**Excerpt to read**
☆ ☆ ☆ ☆ ☆

What are students getting undergraduate degrees in?
The latest data is out from Humanities Indicators, and many familiar trends continue therein.
The short version: engineering, the health and medical sciences, and the natural sciences are growing. Humanities, education, and business are declining.
The humanities continue their post-financial-collapse slide: “The 212,512 humanities degrees conferred in 2015 was 5% below the previous year and 9.5% below the recent high-water mark of 234,737 degrees in 2012…” Put another way,
After 10 consecutive years of declines, the humanities’ share of all new bachelor’s degrees fell below 12% in 2015 for the first time since a complete accounting of humanities degree completions became possible in 1987…
Business is declining, but still remains the most popular major by far.
Health care continues to grow, although few discuss its full range (think allied health, med tech, hospital administration, etc.) and impact in higher ed. We’re on course for my Health Care Nation scenario.
The social sciences keep on trucking.
Meanwhile, among the humanities there are some interesting differences:
Several disciplines are hit especially hard: “English language and literature [my field!], history, languages and literatures other than English, linguistics, classical studies, and philosophy”. For example, history: “Degrees conferred by disciplines among the historical categories fell in 2015 to approximately 5% of all bachelor’s degree completions—the lowest level in records extending back to 1949.”

☆ ☆ ☆ ☆ ☆

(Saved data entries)
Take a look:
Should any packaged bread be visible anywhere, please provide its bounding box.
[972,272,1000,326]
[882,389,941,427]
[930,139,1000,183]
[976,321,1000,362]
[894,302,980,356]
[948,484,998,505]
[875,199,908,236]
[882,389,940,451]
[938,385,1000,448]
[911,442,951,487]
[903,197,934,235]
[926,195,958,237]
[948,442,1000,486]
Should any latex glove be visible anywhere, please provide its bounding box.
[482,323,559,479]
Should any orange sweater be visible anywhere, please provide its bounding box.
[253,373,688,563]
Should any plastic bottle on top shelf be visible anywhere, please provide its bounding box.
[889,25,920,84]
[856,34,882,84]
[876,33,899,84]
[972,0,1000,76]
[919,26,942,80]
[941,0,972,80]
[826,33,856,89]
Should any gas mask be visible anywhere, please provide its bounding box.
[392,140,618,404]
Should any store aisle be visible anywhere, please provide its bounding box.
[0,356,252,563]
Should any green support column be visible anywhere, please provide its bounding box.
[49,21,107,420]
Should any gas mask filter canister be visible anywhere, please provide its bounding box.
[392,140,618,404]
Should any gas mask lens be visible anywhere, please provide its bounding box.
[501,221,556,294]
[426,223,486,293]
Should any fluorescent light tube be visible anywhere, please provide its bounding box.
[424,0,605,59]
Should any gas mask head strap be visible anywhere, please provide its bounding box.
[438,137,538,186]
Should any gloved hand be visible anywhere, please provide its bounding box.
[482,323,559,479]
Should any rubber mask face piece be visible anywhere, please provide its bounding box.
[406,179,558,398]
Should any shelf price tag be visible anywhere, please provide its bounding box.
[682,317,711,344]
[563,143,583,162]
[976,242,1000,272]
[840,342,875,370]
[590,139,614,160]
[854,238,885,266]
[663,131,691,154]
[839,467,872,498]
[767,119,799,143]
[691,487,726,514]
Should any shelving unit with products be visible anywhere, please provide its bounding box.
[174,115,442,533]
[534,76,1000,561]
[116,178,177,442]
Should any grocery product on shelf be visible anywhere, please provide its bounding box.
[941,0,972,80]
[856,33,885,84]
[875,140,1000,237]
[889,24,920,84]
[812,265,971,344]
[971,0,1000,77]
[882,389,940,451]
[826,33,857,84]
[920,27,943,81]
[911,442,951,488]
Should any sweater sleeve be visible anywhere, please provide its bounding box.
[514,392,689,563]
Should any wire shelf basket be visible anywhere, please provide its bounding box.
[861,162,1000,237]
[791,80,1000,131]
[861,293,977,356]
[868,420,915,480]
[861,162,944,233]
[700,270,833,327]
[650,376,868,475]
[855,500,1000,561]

☆ ☆ ☆ ☆ ☆

**Using the information**
1. According to the post about undergraduate degrees, how many humanities degrees were conferred in 2015?
2. In the post about undergraduate degrees, rewrite the paragraph beginning "Several disciplines are hit especially hard" as a short list that keeps its main facts.
3. Write out the passage of the post about undergraduate degrees between "The latest data" and "business are declining.", inclusive.
These saved data entries are separate material and have no connection to the post about undergraduate degrees.

**Expected outputs**
1. 212,512 humanities degrees were conferred in 2015.

2.
- Disciplines hit especially hard: English language and literature, history, languages and literatures other than English, linguistics, classical studies, and philosophy.
- History example: in 2015, degrees in the historical categories fell to about 5% of all bachelor's degree completions, the lowest level in records going back to 1949.

3.
The latest data is out from Humanities Indicators, and many familiar trends continue therein.
The short version: engineering, the health and medical sciences, and the natural sciences are growing. Humanities, education, and business are declining.